*Data supplied*:
::::::::::
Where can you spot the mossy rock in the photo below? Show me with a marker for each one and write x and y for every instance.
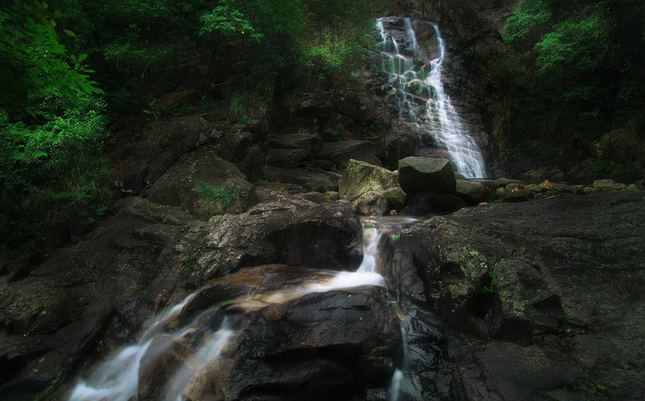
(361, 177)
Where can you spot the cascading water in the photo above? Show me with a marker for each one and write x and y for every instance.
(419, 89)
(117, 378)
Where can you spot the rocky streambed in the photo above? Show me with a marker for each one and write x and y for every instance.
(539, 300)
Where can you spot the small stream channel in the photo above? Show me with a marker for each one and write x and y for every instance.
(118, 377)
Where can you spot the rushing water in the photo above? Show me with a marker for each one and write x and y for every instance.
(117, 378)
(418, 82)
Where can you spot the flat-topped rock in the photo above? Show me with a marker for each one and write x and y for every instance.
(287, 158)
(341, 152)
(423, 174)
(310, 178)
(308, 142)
::::::::::
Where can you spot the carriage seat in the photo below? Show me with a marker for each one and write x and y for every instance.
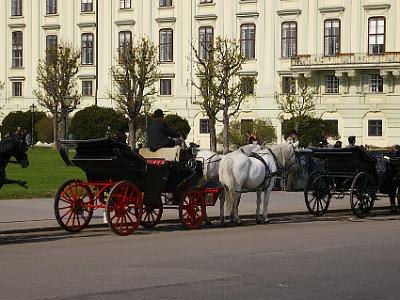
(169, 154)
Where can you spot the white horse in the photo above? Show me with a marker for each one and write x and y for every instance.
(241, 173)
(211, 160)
::::::::::
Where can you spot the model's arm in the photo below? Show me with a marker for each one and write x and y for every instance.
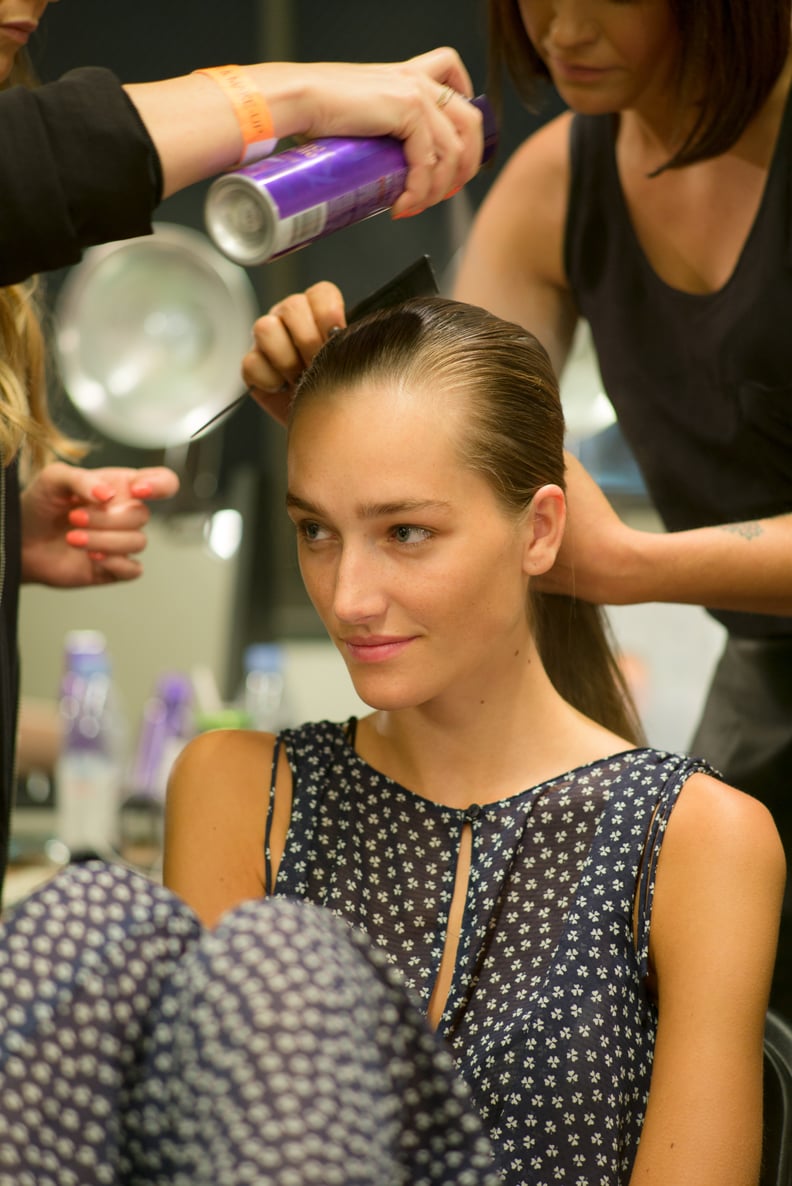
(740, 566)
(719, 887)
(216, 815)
::::::::::
*Given task*: Which lines of the items above contain the word "water"? Copy each one in full, and treat uppercase and lowercase as different.

*Exercise result*:
Where can you spot the cascading water in the photo above? Show me with a marker for each one and write x and y for every instance.
Where can you spot the rushing water in the photo above? Show me with a marker for each one and write x and y for every instance.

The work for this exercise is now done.